# Instruction
Lay out the entries below as a Markdown table with two columns, Row and Line. Give each line its own numbered row, skip blank lines, and leave out the pictures.

# Records for this task
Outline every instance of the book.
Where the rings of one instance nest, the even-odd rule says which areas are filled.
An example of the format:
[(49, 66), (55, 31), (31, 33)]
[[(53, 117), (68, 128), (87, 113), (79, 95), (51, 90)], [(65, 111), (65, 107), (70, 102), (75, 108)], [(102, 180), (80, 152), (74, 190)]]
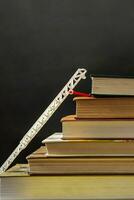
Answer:
[(78, 118), (134, 118), (134, 97), (75, 97)]
[(42, 141), (48, 156), (134, 156), (134, 140), (64, 140), (54, 133)]
[(91, 75), (91, 93), (94, 95), (134, 96), (134, 77)]
[(28, 170), (19, 164), (0, 175), (1, 200), (134, 199), (134, 175), (31, 176)]
[(61, 119), (63, 139), (134, 139), (134, 119)]
[[(44, 152), (45, 150), (45, 152)], [(41, 152), (42, 151), (42, 152)], [(133, 174), (134, 157), (49, 157), (41, 147), (40, 154), (27, 157), (30, 174)]]

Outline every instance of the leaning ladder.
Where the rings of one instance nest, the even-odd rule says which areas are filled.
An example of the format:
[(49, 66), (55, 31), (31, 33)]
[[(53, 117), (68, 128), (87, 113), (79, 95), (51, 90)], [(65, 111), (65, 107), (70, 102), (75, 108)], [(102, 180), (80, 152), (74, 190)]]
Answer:
[(66, 97), (69, 95), (69, 92), (78, 84), (78, 82), (81, 79), (86, 78), (85, 77), (86, 72), (87, 72), (86, 69), (78, 69), (74, 73), (74, 75), (71, 77), (68, 83), (59, 92), (59, 94), (55, 97), (55, 99), (51, 102), (51, 104), (42, 113), (42, 115), (37, 119), (37, 121), (29, 129), (29, 131), (24, 135), (19, 145), (15, 148), (12, 154), (1, 166), (0, 173), (6, 171), (8, 167), (10, 166), (10, 164), (20, 154), (20, 152), (27, 147), (27, 145), (31, 142), (31, 140), (35, 137), (35, 135), (40, 131), (40, 129), (46, 124), (49, 118), (53, 115), (53, 113), (57, 110), (57, 108), (61, 105), (61, 103), (66, 99)]

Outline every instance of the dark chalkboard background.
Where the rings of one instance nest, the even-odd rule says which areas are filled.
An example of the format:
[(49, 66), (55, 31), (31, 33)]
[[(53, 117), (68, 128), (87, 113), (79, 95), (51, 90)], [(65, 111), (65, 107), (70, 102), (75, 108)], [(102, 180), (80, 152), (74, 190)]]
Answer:
[[(134, 75), (134, 1), (0, 1), (0, 164), (78, 67), (83, 92), (90, 74)], [(14, 163), (74, 112), (68, 97)]]

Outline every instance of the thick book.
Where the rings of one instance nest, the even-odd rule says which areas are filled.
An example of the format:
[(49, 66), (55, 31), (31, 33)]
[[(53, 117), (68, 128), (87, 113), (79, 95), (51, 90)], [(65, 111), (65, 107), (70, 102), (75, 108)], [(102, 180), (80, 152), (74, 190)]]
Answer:
[(30, 176), (28, 170), (21, 164), (0, 175), (1, 200), (134, 199), (134, 175)]
[(134, 156), (134, 140), (64, 140), (54, 133), (42, 142), (48, 156)]
[(78, 118), (134, 118), (134, 97), (75, 97)]
[(134, 77), (91, 75), (91, 93), (94, 95), (134, 96)]
[(134, 157), (49, 157), (44, 147), (27, 157), (30, 174), (133, 174)]
[(134, 139), (134, 119), (61, 119), (63, 139)]

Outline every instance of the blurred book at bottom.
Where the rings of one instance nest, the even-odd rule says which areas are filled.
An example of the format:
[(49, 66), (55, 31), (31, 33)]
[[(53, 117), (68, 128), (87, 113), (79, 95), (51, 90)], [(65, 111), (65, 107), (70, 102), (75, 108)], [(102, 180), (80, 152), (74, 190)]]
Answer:
[(44, 146), (27, 157), (30, 174), (133, 174), (134, 157), (49, 157)]
[(0, 175), (0, 200), (134, 199), (134, 175), (36, 175), (18, 164)]

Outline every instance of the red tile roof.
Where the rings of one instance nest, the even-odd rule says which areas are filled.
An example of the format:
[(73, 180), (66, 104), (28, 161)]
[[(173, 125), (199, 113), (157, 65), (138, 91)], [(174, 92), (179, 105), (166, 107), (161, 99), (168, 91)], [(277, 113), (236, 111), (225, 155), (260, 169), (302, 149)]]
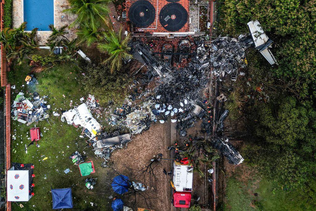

# Exercise answer
| Row | Line |
|---|---|
| 1 | Outline every instance of the book. |
| 2 | Where the rings of one instance nest, the even-odd rule says which areas are filled. |
| 3 | An example of the format: |
| 4 | [(49, 66), (55, 31), (31, 33)] |
| 5 | [[(53, 117), (68, 128), (87, 113), (79, 95), (51, 90)], [(65, 111), (65, 107), (70, 102), (75, 108)], [(102, 180), (80, 152), (74, 190)]] |
| 6 | Answer: |
| 7 | [(78, 118), (134, 118), (134, 97), (75, 97)] |
| 8 | [(42, 141), (48, 156), (134, 156), (134, 140), (64, 140), (54, 133)] |
| 9 | [(91, 75), (91, 93), (94, 95), (134, 96), (134, 77)] |
| 10 | [(28, 170), (19, 164), (0, 175), (1, 200), (134, 199), (134, 175), (31, 176)] |
| 11 | [(61, 119), (63, 139), (134, 139), (134, 119)] |
| 12 | [[(44, 152), (45, 150), (45, 152)], [(41, 152), (42, 151), (42, 152)], [(133, 174), (134, 157), (49, 157), (41, 147), (40, 154), (27, 157), (30, 174)]] |
| 13 | Outline every instance of the leaning ladder. |
| 14 | Where the rings of one instance nest, the even-odd rule says which areas are filled. |
| 15 | An example of the format: |
| 16 | [(49, 66), (55, 31), (31, 33)] |
| 17 | [[(53, 117), (68, 128), (87, 113), (79, 95), (51, 90)], [(65, 111), (65, 107), (70, 102), (75, 108)], [(102, 180), (80, 152), (74, 190)]] |
| 18 | Answer: |
| 19 | [(66, 97), (69, 95), (69, 92), (78, 84), (78, 82), (81, 79), (86, 78), (85, 77), (86, 72), (87, 72), (86, 69), (78, 69), (74, 73), (74, 75), (71, 77), (68, 83), (59, 92), (59, 94), (55, 97), (55, 99), (51, 102), (51, 104), (42, 113), (42, 115), (37, 119), (37, 121), (29, 129), (29, 131), (24, 135), (19, 145), (15, 148), (12, 154), (1, 166), (0, 173), (6, 171), (8, 167), (10, 166), (10, 164), (20, 154), (20, 152), (27, 147), (27, 145), (31, 142), (31, 140), (35, 137), (35, 135), (40, 131), (40, 129), (46, 124), (49, 118), (53, 115), (53, 113), (57, 110), (57, 108), (61, 105), (61, 103), (66, 99)] |
| 20 | Outline every instance of the dark chalkboard background. |
| 21 | Where the rings of one instance nest, the even-odd rule says which areas are filled. |
| 22 | An example of the format: |
| 23 | [(49, 66), (55, 31), (31, 33)] |
| 24 | [[(53, 117), (68, 128), (87, 113), (79, 95), (51, 90)], [(65, 111), (65, 107), (70, 102), (75, 108)], [(102, 180), (80, 152), (74, 190)]] |
| 25 | Answer: |
| 26 | [[(134, 75), (134, 1), (0, 1), (0, 164), (78, 67), (83, 92), (90, 74)], [(14, 163), (74, 112), (68, 97)]] |
| 27 | Outline every instance of the thick book. |
| 28 | Where the rings of one instance nest, the even-odd rule says which areas are filled. |
| 29 | An example of the format: |
| 30 | [(49, 66), (55, 31), (31, 33)] |
| 31 | [[(53, 117), (68, 128), (87, 113), (79, 95), (51, 90)], [(65, 111), (65, 107), (70, 102), (75, 108)], [(102, 180), (80, 152), (74, 190)]] |
| 32 | Answer: |
| 33 | [(30, 176), (28, 170), (21, 164), (0, 175), (1, 200), (134, 199), (134, 175)] |
| 34 | [(134, 156), (134, 140), (64, 140), (54, 133), (42, 142), (48, 156)] |
| 35 | [(78, 118), (134, 118), (134, 97), (75, 97)] |
| 36 | [(134, 77), (91, 75), (91, 93), (94, 95), (134, 96)] |
| 37 | [(134, 157), (49, 157), (44, 147), (27, 157), (30, 174), (133, 174)] |
| 38 | [(134, 139), (134, 119), (61, 119), (63, 139)] |
| 39 | Outline every instance of the blurred book at bottom. |
| 40 | Where the rings of one instance nest, the even-odd rule says which areas are filled. |
| 41 | An example of the format: |
| 42 | [(49, 66), (55, 31), (31, 33)] |
| 43 | [[(53, 117), (68, 128), (87, 113), (79, 95), (51, 90)], [(65, 111), (65, 107), (70, 102), (75, 108)], [(102, 180), (80, 152), (74, 190)]] |
| 44 | Answer: |
| 45 | [(44, 146), (27, 157), (30, 174), (133, 174), (134, 157), (49, 157)] |
| 46 | [(0, 175), (0, 200), (134, 199), (134, 175), (36, 175), (18, 164)] |
| 47 | Outline every instance of the red tile roof. |
| 48 | Where the rings of one instance nest, the even-odd rule says which areas are filled. |
| 49 | An example of the format: |
| 50 | [(73, 180), (66, 104), (28, 161)] |
| 51 | [[(173, 125), (199, 113), (157, 65), (138, 91)], [(174, 92), (179, 105), (166, 107), (161, 99), (168, 91)], [(277, 113), (236, 111), (225, 155), (260, 169), (302, 149)]] |